= PASSAGE PROVIDED =
----------------
# Tyres with well know Brand V's unknown brands



## ajapale (13 Mar 2009)

I got quoted €145 a tyre for branded tyres at Advance Tyres.

A back lane garage (one man show) has quoted €70 for an unknown brand.

Is there much of a difference between tyres? 

Are known brand tyres twice as good as cheap generic tyres?


----------



## tiger (13 Mar 2009)

*Re: Tyres with well know Brand V' unkknown brands*

I would shop around for the price, but would stick with the branded tyres.
Some discussion on boards.ie, have seen several stories of no-name tyres which handled very poorly/dangerously in wet conditions.
Tyres and brakes are not where you want to be cutting corners (excuse the pun).


----------



## krissovo (13 Mar 2009)

*Re: Tyres with well know Brand V' unkknown brands*

I would say it depends on your driving style.  I am fairly aggressive so when I recently changed the michelin's I have now for some estern bloc non branded I nearly killed myself one wet day on a roundabout when the back end kicked out on me and so I had to calm down.  On my michelins I never had that issue so I replaced them for my own comfort factor.


----------



## Caveat (13 Mar 2009)

*Re: Tyres with well know Brand V' unkknown brands*

I'm no connoisseur, but I've been told on a couple of occasions that _Hankook_ tyres represent reasonable quality at the budget end.  It's what I've been using for the last couple of years anyway - no complaints.


----------



## mathepac (13 Mar 2009)

*Re: Tyres with well know Brand V' unkknown brands*



tiger said:


> ...
> Tyres and brakes are not where you want to be cutting corners (excuse the pun).


+1 - I'll buy cheap anything, even cars, but not brake components or tyres.


----------



## Frank (13 Mar 2009)
----------------
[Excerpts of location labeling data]
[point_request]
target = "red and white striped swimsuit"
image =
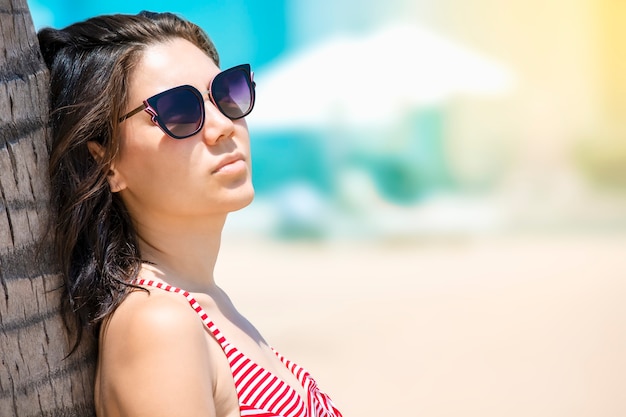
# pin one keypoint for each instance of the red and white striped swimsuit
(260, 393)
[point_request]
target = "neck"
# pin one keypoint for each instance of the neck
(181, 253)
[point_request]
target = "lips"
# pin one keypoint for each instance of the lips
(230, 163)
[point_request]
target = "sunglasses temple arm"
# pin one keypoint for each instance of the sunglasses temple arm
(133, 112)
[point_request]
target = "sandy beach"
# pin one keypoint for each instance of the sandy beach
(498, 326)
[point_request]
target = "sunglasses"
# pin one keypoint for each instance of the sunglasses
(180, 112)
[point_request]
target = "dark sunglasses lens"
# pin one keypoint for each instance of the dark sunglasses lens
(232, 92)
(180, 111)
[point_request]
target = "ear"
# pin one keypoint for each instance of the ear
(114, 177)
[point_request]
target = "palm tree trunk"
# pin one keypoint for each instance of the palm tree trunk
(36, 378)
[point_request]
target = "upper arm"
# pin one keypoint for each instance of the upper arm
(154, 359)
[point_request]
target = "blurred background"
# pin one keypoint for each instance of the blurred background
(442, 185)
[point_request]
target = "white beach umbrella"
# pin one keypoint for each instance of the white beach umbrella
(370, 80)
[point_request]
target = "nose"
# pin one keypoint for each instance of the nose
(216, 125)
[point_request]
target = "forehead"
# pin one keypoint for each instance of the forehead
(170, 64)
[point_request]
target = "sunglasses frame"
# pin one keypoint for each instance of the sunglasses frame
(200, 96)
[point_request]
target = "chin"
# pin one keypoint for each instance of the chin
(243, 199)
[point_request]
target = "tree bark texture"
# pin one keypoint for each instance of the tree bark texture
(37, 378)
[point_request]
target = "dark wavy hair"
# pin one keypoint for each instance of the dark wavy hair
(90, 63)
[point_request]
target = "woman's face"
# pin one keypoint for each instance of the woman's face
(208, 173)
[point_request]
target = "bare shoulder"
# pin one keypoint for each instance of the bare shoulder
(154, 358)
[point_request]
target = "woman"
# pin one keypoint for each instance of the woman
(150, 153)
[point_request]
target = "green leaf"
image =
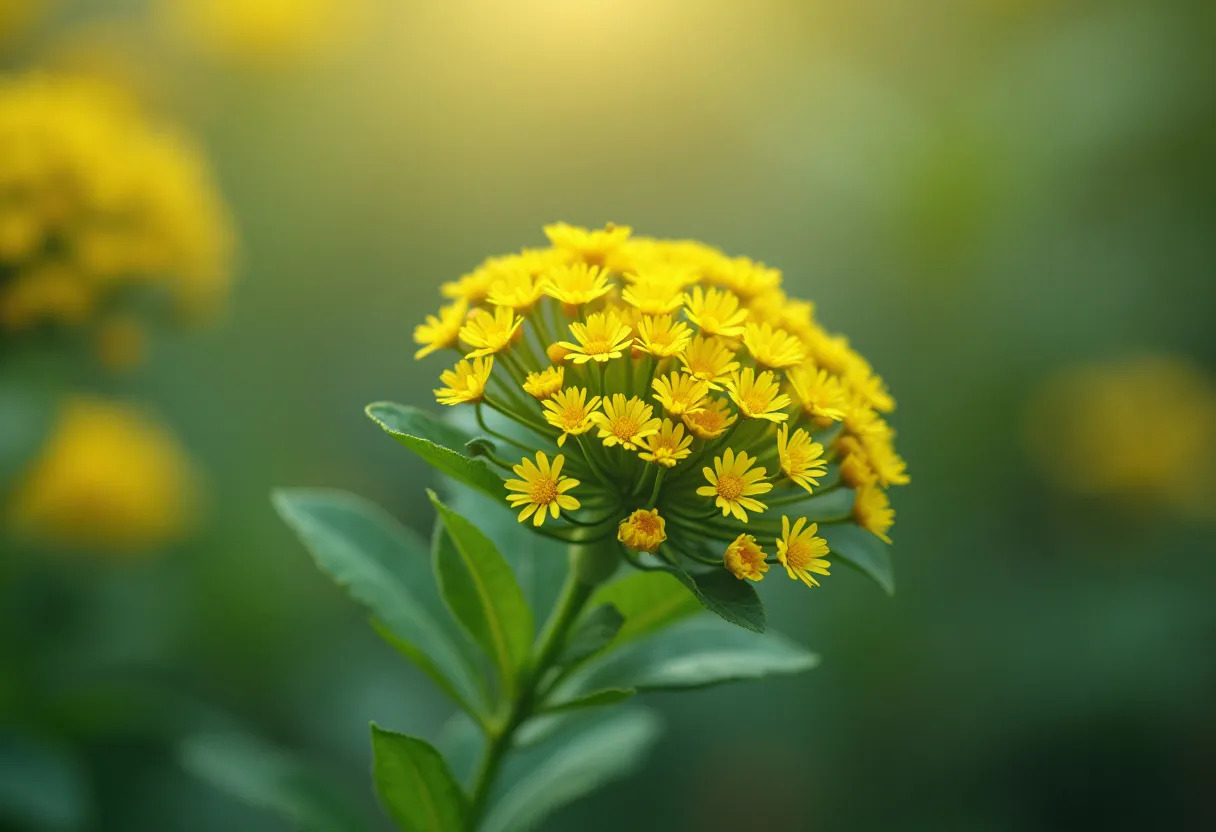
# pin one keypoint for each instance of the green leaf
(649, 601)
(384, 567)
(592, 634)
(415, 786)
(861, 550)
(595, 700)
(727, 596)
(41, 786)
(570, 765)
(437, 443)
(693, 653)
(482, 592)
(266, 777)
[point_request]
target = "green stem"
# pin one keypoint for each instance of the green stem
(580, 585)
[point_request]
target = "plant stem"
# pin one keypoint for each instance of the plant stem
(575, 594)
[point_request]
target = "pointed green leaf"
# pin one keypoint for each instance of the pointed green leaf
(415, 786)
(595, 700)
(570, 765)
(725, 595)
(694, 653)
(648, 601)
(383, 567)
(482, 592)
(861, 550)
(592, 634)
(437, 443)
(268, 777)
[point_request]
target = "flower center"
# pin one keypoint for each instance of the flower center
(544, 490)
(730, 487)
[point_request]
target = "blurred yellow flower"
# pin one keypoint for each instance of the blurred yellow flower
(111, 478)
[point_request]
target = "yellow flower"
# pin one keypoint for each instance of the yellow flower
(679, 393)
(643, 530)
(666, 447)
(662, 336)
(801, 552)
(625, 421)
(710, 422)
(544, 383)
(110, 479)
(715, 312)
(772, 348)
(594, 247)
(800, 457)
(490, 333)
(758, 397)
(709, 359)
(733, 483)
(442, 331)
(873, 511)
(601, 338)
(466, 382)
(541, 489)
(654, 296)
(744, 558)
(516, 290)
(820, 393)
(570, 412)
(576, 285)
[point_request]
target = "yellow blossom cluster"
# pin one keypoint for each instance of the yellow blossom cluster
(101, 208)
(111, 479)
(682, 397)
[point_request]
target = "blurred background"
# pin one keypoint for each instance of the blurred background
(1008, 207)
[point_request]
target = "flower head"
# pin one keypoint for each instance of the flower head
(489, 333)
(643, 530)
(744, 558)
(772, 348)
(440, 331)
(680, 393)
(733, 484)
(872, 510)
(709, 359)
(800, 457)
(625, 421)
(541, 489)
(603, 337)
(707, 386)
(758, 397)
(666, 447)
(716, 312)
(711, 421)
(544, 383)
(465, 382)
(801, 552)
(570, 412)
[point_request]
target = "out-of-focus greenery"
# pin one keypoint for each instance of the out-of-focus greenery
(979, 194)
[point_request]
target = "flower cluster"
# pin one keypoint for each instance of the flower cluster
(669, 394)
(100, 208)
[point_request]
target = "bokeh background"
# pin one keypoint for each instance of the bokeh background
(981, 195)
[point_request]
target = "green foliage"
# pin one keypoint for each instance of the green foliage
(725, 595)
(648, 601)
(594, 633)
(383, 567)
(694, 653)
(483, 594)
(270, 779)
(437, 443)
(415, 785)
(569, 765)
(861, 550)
----------------
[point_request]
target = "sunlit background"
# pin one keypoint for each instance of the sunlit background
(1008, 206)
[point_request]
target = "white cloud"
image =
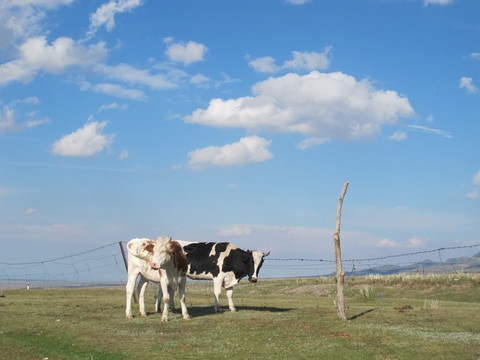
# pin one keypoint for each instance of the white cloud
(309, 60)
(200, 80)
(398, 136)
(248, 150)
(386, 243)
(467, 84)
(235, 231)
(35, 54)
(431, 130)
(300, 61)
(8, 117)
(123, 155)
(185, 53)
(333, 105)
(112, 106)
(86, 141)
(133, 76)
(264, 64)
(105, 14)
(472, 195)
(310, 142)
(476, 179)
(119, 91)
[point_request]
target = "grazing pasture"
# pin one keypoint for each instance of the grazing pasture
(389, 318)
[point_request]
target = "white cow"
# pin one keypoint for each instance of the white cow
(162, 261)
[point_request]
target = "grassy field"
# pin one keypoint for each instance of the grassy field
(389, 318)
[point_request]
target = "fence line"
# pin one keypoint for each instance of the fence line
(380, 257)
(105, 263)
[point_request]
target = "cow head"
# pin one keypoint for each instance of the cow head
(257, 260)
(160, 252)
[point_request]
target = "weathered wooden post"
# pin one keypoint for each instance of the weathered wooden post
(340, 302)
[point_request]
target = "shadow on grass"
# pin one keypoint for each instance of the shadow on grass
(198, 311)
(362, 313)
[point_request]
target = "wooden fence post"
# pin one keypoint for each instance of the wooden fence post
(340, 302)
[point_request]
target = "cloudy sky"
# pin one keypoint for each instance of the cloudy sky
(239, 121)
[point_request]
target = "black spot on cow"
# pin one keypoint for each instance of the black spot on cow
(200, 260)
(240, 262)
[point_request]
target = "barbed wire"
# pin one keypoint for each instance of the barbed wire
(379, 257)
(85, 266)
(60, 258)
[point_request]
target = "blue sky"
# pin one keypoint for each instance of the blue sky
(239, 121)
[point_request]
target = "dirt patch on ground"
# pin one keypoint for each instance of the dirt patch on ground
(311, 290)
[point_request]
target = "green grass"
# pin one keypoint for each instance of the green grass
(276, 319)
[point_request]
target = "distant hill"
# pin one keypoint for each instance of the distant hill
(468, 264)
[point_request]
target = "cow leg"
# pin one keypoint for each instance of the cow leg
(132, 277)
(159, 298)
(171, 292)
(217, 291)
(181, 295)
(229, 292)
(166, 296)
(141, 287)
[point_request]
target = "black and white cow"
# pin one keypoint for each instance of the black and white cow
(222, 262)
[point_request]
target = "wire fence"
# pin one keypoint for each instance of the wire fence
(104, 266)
----------------
= REQUIREMENT 1 =
According to the tyre thread, what price per tyre did Advance Tyres quote for branded tyres?
= REQUIREMENT 2 =
Reproduce the tyre thread verbatim, everything from "## ajapale (13" down to "difference between tyres?".
The rows are separate material with no connection to the tyre thread.

= TASK OUTPUT 1 =
€145 a tyre.

= TASK OUTPUT 2 =
## ajapale (13 Mar 2009)

I got quoted €145 a tyre for branded tyres at Advance Tyres.

A back lane garage (one man show) has quoted €70 for an unknown brand.

Is there much of a difference between tyres?